PAGE |
· · · · · · ·

This is another one of the difficult memories for me to write about. That is why I have to be particularly careful to keep it embedded within the context of when it occurred and what I knew then, rather than allowing it to escape into the ‘what I know now’ era of my life.
This memory comes from the months we lived in Tucson without my father when I was in 9th grade during the school year of 1965-1966. I had just turned 14.
I have absolutely no memory of what triggered my mother’s attack of me on this day. My brother, David, who was 4 years old at the time this happened remembers witnessing the trauma of this event.
It happened in the first place we lived in that winter, Alvernon Garden Apartments. That place has now been torn down, though the high school I attended there, Rincon, still is in active use. Some time after we arrived in Tucson we rented a small house on Hawthorne Street. My brother remembers this happened at Hawthorne. It did not.

· · · · · · ·

GOALS |
**A.** Which high school did the writer attend in Tucson, according to the text?
**B.** Rewrite the records with "concrete barrier" renamed to "guard rail" throughout, and leave the pictures out of your answer.
The text and the records have no connection to each other.

· · · · · · ·

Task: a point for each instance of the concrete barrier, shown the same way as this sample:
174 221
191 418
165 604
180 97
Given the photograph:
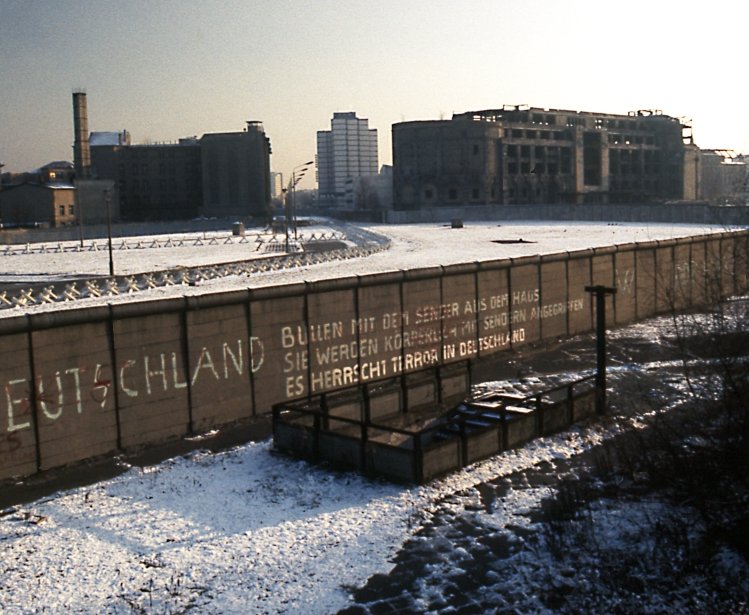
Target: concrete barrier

· · · · · · ·

WRITTEN RESPONSES |
**A.** Rincon

**B.**
Task: a point for each instance of the guard rail, shown the same way as this sample:
174 221
191 418
165 604
180 97
Given the photograph:
Target: guard rail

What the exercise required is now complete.